(Stored items from a collection)

***

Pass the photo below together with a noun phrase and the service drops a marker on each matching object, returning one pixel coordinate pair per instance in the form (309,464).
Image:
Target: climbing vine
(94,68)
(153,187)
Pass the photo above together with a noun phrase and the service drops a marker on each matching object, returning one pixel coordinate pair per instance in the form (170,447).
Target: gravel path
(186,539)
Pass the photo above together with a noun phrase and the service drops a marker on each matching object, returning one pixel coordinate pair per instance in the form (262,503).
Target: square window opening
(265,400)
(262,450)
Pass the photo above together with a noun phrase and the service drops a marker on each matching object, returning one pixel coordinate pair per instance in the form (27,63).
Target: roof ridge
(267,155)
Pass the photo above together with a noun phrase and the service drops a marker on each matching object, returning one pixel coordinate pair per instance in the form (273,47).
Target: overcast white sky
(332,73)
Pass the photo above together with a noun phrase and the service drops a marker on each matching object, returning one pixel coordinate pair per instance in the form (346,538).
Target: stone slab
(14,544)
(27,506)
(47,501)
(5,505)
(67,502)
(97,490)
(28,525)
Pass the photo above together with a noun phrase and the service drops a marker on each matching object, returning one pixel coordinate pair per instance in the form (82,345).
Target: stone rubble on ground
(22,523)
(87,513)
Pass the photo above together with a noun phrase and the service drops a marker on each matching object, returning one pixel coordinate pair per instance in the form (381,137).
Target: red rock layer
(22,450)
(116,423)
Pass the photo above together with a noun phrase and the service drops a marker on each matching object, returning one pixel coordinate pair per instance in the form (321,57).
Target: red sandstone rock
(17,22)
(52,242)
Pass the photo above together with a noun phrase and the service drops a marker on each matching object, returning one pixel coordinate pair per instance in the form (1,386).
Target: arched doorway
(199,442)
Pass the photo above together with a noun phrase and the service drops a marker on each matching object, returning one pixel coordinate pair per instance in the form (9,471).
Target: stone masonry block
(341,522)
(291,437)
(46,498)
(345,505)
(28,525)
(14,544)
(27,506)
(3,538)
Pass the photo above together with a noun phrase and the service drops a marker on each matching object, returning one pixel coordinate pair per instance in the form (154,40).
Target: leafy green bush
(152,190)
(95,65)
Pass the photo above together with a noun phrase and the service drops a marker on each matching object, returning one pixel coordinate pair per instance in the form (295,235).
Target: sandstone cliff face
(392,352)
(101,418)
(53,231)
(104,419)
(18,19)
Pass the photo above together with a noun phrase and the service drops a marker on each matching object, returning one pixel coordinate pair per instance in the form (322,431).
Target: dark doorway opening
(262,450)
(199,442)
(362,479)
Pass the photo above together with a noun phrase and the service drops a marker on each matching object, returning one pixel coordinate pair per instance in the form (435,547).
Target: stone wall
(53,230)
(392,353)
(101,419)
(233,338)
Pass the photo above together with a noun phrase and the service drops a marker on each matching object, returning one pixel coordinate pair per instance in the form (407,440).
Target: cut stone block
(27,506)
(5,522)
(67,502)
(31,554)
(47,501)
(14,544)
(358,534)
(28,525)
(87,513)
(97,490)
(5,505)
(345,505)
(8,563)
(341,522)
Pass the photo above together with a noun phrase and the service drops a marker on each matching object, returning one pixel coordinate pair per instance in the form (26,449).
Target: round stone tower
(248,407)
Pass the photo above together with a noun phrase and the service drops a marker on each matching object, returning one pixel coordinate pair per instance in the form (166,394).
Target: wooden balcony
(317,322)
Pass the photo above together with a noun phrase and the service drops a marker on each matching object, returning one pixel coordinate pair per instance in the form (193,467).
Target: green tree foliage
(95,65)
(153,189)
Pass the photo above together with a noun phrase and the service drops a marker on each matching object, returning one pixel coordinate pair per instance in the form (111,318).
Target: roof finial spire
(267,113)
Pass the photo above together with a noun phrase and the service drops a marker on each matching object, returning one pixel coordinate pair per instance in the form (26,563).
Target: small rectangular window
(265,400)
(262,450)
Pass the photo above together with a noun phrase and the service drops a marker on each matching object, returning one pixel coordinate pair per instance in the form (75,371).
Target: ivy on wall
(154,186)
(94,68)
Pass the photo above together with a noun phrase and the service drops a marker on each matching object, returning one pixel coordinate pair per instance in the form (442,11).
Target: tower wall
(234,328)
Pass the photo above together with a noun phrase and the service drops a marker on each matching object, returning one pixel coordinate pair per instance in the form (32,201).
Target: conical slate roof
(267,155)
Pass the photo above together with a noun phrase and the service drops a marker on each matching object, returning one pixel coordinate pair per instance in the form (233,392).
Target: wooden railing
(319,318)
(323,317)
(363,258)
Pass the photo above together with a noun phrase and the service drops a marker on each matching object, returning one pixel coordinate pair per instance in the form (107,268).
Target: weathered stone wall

***

• Directions
Looking at the data above, write out exactly the lines that start at the one containing "Target: green tree foliage" and end at the one containing "the form (26,563)."; include both and nothing beyond.

• Exercise response
Target: green tree foliage
(95,65)
(153,189)
Pass the photo above together with a noun phrase and the service drops a marker on each matching object, returning one pixel coordinate pair per instance in the form (111,318).
Target: roof finial spire
(267,113)
Pass the photo above together with a noun phrase and the service drops a marker on each matching object, returning one pixel coordinate pair per instance in the form (26,563).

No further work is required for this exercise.